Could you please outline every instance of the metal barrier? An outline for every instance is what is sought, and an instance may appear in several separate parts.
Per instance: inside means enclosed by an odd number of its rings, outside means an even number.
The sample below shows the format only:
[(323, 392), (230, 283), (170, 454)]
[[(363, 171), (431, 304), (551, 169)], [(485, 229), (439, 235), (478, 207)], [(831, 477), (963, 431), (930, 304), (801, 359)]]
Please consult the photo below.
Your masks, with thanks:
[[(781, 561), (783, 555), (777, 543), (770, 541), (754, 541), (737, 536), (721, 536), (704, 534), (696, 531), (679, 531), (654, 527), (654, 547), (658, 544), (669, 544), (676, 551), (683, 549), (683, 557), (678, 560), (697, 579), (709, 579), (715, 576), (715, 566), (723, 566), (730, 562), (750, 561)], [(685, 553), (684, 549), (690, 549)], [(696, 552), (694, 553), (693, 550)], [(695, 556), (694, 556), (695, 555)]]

☆ ☆ ☆ ☆ ☆ ☆ ☆

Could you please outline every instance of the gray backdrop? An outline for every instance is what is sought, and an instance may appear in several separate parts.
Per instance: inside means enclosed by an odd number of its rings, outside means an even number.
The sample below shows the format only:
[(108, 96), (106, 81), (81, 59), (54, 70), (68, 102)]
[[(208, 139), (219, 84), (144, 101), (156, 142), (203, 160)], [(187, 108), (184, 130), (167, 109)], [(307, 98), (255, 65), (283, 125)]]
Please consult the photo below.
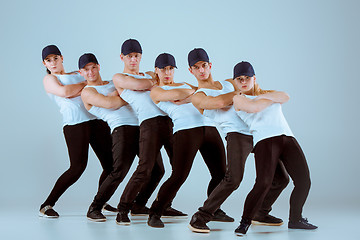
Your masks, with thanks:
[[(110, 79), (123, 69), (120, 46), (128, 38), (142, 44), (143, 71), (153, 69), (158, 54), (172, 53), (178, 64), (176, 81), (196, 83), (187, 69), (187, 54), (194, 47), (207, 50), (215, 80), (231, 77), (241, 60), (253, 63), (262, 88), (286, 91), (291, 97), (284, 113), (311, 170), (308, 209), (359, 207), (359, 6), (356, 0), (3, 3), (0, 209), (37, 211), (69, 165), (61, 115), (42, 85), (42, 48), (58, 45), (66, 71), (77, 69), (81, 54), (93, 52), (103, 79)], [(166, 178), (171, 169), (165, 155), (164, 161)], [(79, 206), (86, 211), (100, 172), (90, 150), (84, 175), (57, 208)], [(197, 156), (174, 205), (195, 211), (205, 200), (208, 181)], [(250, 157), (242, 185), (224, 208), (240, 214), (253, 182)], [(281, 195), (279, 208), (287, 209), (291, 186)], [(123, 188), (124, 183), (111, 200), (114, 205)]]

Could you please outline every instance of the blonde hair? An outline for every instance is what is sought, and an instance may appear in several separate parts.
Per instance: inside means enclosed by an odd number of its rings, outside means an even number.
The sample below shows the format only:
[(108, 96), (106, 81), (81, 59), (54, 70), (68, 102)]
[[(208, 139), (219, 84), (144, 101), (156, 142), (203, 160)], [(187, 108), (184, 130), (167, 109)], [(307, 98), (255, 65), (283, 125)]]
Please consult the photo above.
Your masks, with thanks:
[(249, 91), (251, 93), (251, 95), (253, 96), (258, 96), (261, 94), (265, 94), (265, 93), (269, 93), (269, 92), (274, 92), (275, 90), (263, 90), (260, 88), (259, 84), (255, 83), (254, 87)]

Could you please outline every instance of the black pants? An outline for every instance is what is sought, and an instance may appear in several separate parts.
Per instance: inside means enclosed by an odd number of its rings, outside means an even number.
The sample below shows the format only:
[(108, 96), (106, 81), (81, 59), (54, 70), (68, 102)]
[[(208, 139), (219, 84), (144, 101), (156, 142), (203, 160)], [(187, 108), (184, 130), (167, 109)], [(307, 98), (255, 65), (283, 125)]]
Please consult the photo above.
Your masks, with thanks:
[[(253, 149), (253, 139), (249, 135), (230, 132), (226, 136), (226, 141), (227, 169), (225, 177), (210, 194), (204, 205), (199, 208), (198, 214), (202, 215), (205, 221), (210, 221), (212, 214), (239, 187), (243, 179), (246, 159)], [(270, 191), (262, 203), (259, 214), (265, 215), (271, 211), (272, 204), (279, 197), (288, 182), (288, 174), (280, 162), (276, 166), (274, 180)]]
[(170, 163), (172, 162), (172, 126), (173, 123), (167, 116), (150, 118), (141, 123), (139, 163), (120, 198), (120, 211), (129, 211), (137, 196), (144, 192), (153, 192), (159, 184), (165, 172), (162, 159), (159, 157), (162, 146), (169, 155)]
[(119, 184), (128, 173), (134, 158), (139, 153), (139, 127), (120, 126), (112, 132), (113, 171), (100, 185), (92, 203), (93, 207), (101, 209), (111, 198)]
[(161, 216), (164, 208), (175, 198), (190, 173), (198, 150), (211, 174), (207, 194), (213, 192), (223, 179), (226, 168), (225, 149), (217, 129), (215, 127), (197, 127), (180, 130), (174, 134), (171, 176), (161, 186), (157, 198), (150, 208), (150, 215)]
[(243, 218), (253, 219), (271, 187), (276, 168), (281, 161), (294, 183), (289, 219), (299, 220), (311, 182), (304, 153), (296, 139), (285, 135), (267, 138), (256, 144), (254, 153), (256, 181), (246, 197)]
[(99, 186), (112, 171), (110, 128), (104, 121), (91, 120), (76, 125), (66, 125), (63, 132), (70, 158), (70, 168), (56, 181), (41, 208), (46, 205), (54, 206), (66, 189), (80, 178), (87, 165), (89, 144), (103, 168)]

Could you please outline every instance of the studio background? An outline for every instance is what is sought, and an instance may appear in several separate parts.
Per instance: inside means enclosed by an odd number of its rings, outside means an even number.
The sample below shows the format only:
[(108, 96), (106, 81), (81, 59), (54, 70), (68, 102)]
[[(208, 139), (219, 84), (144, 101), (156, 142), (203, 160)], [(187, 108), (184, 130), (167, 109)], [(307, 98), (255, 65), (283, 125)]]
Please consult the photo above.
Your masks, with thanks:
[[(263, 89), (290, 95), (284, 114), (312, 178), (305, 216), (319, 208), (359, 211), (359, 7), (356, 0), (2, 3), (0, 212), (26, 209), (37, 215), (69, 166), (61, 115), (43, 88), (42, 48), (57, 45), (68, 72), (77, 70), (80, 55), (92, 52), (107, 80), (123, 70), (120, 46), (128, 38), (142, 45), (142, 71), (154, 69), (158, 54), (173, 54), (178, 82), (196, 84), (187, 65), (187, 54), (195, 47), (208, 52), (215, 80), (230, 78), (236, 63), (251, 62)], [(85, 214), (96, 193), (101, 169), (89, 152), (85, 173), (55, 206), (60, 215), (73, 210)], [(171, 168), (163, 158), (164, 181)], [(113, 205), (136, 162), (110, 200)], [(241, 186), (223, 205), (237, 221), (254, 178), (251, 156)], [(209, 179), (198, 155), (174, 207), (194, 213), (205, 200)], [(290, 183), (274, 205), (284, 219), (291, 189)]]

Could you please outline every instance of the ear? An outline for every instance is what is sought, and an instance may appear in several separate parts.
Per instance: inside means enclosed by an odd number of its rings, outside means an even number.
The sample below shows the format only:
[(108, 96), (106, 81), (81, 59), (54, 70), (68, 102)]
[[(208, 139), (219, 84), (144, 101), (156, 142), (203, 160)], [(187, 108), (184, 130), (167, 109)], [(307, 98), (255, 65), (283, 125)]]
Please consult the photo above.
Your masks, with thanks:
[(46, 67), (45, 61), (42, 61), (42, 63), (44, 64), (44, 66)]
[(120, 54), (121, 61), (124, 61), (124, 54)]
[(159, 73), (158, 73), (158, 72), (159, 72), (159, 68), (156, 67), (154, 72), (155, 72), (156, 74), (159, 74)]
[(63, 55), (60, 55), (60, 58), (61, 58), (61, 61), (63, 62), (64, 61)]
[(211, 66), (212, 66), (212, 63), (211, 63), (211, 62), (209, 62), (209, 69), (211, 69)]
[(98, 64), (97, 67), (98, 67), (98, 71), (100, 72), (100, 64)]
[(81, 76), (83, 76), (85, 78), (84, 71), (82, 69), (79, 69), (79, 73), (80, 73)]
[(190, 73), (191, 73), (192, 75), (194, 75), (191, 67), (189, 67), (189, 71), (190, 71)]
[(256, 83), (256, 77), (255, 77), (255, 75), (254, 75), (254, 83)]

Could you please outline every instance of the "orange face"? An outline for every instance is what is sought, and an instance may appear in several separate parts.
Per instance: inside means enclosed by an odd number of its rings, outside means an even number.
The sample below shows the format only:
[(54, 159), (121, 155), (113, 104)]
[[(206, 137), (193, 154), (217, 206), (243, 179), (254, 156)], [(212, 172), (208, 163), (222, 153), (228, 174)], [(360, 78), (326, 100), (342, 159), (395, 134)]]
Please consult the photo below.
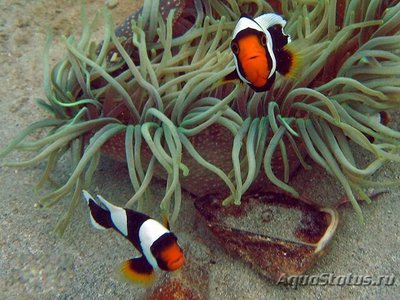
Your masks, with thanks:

☆ ☆ ☆ ☆ ☆ ☆ ☆

◆ Exercise goal:
Across the listing above, find each line that holds the word "sought". Give only how many there are.

◆ Expected output:
7